_GIVEN PASSAGE_
-- START --

Anonymous Coward | more than 2 years ago | (#38746132)

dipshit

how does it really work? (2)

YesIAmAScript (886271) | more than 2 years ago | (#38746184)

It says it's a closed loop of groundwater?

That makes no sense at all. A closed loop won't get rid of heat, just transport it. There must be a system which exchanges the heat out of the water to the environment. Maybe a radiator system, maybe a chiller, maybe an evaporative cooling system.

Or maybe it's not really a closed loop?

Re:how does it really work? (5, Funny)

Anonymous Coward | more than 2 years ago | (#38746194)

The water forms a closed loop, not the heat. That's what my 12 yo cousin makes of the statement, YMMV

Re:how does it really work? (4, Insightful)

will_die (586523) | more than 2 years ago | (#38746222)

From what I have read the water doing the cooling is closed but the pipes go down into the ground and the heat transfer goes into the running groundwater.
So if you are downstream and using that water you will not notice a difference, but I cannot find anything about where the water finally goes to.

Re:how does it really work? (1)

tomboalogo (2509404) | more than 2 years ago | (#38747382)

Yay! Someone who understands the concept of a closed loop cooling system!! I salute you sir!
(of course the article IS badly written)

Re:how does it really work? (0)

Anonymous Coward | more than 2 years ago | (#38757648)

Ah! That must be why the water feels warmer when someone's peeing upstream

Re:how does it really work? (4, Interesting)

beelsebob (529313) | more than 2 years ago | (#38746328)

The way the system at St. Andrews University worked when they first installed it was that water was pumped from a fountain in a quad outside through the computer, and then back out into the fountain. They got 2 for 1 –a pretty landscape gardening project, and a computer cooling system.

Re:how does it really work? (1)

Anonymous Coward | more than 2 years ago | (#38749154)

What happens when somebody puts soap in the fountain? Algae not a concern?

Re:how does it really work? (0)

Anonymous Coward | more than 2 years ago | (#38751680)

-- END --

_GIVEN TASK 1_
Answer these questions from the groundwater cooling discussion above.
(a) At which university was the fountain system installed?
(b) According to will_die, what could he not find anything about?
(c) What two things did the fountain setup provide, "2 for 1"?
_GIVEN TASK 2_
Write the reply that comes next in the groundwater cooling discussion, picking up after its last line.

_SOURCE EXCERPT_
-- START --

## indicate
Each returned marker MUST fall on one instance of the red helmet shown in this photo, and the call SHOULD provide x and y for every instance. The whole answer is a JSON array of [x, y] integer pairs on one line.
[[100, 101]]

-- END --

_FINAL RESULT 1_
(a) St. Andrews University
(b) Where the water finally goes to
(c) A pretty landscape gardening project and a computer cooling system

_FINAL RESULT 2_
Soap will cause the same problem as any other fountain. So it must be stopped, thoroughly rinsed and filled again. Algae shouldn't be a problem given a minimal quantity of chlorine is added to the water. But as the water gets hot I'm quite sure that algae could thrive if it runs out of control.

Re:how does it really work? (1)

Anonymous Coward | more than 2 years ago | (#38746624)

http://www.youtube.com/watch?v=EaeokJECyIs

Re:how does it really work? (4, Insightful)

JoeMerchant (803320) | more than 2 years ago | (#38747044)

It says it's a closed loop of groundwater?

That makes no sense at all. A closed loop won't get rid of heat, just transport it. There must be a system which exchanges the heat out of the water to the environment. Maybe a radiator system, maybe a chiller, maybe an evaporative cooling system.

Or maybe it's not really a closed loop?

Step 1, pump up some groundwater.

Step 2, notice that it's pretty cool.

Step 3, feed cool water to your supercomputer to keep it cool.

Step 4, notice that you have an awful lot of excess water to deal with.

Step 5, drill another well some distance away and pump the warmer water back into the ground.

Et Voila': Closed loop.

The heat energy is being pumped into the groundwater. Groundwater is a fairly massive thermal sink. If every house in suburban Tampa tried to do this, the groundwater would heat up, but if you're a single user of a huge natural resource it appears as if you're not making any impact and "getting your energy for free."

Re:how does it really work? (2)

Jawnn (445279) | more than 2 years ago | (#38747650)

Et Voila': Closed loop.

Et non. What you have described is a conduit that is open on both ends, not a closed loop.

Re:how does it really work? (1)

JoeMerchant (803320) | more than 2 years ago | (#38748104)

Et Voila': Closed loop.

Et non. What you have described is a conduit that is open on both ends, not a closed loop.

The ends are in a "black box" - the ground, what you can't see must be simple, indestructible, and there for exploitation, right? Remove water from black box, return water to black box - closed loop for closed minds.

Actually, you could bury a heat exchanger in the aquifer, but it wouldn't be as efficient as the system you are describing as "open loop", would be vastly more expensive to build, and likely more damaging to the environment as well...

Re:how does it really work? (1)

Anonymous Coward | more than 2 years ago | (#38749270)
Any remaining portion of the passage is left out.